Work to do — Copy everything from the line containing "If you could mark the ceiling" down to the line containing "If you could mark the cabinet door", replacing "instance" with "occurrence" and keeping all else unchanged.

Material for the task —
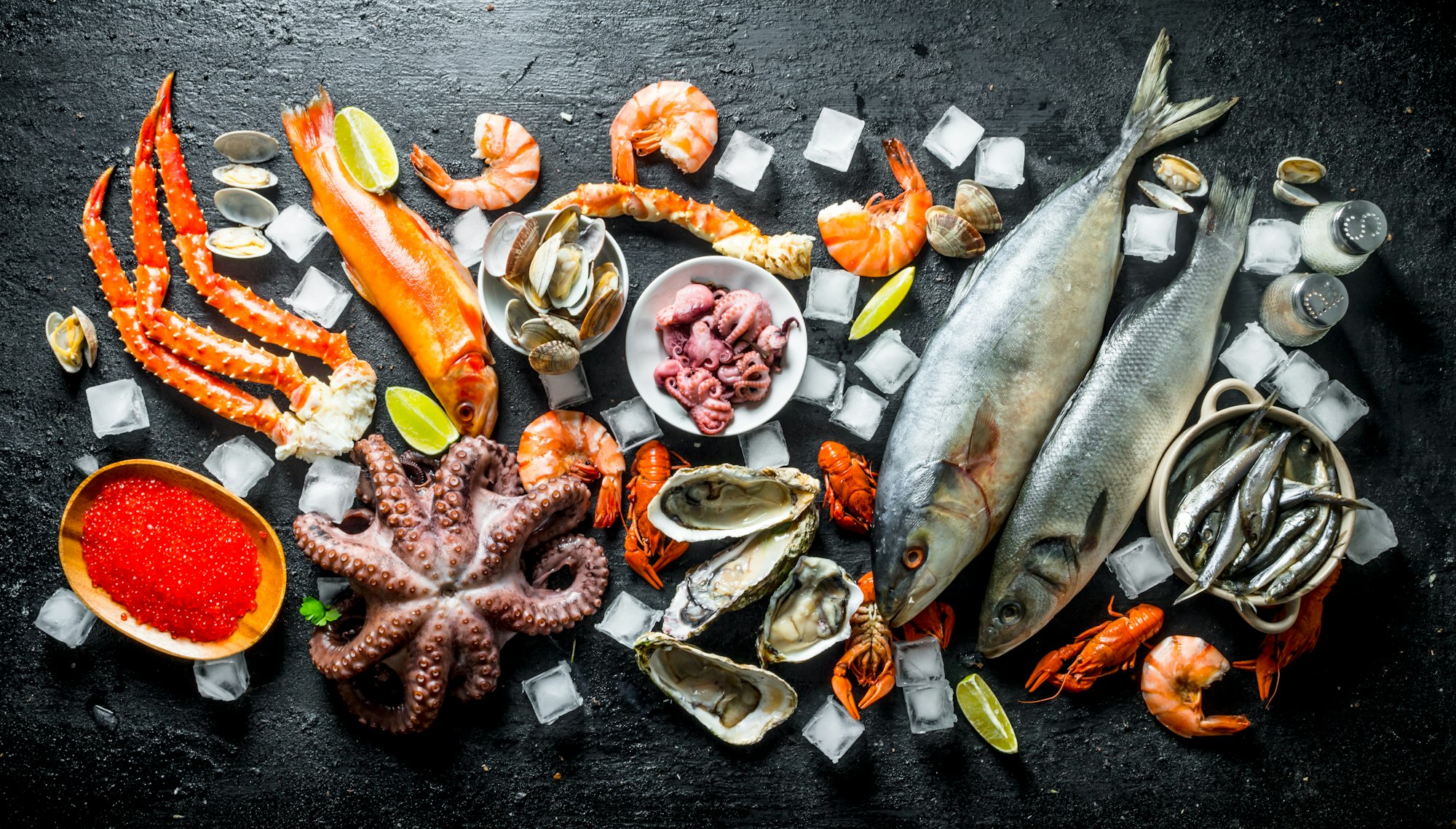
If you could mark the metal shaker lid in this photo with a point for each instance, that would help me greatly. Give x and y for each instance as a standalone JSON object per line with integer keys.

* * *

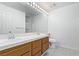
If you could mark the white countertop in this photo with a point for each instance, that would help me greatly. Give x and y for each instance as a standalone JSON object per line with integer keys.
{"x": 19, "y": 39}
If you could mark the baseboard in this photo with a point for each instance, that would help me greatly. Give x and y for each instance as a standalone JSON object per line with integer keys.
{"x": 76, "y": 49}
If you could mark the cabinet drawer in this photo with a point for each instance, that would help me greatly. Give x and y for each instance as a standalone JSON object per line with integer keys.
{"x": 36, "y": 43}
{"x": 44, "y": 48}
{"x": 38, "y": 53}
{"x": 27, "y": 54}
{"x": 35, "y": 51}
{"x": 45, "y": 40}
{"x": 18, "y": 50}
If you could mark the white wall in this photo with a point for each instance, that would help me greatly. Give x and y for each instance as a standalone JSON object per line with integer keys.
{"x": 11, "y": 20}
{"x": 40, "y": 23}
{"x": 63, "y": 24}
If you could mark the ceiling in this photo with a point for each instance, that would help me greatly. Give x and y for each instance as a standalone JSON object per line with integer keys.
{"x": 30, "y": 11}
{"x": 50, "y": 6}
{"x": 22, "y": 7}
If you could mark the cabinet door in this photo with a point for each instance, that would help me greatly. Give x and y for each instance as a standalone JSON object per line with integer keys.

Problem solution —
If you could mark the ceiling in this photo with a point for each occurrence, that would help me greatly. Give x and y for each occurrence as a standalone JSON object per line with integer keys.
{"x": 30, "y": 11}
{"x": 50, "y": 6}
{"x": 22, "y": 7}
If you could mark the cabinet door in this photo with a point for each occurrence, that would help me greatly. Give x and y for each occurrence as a standalone JSON object per line with integer keys.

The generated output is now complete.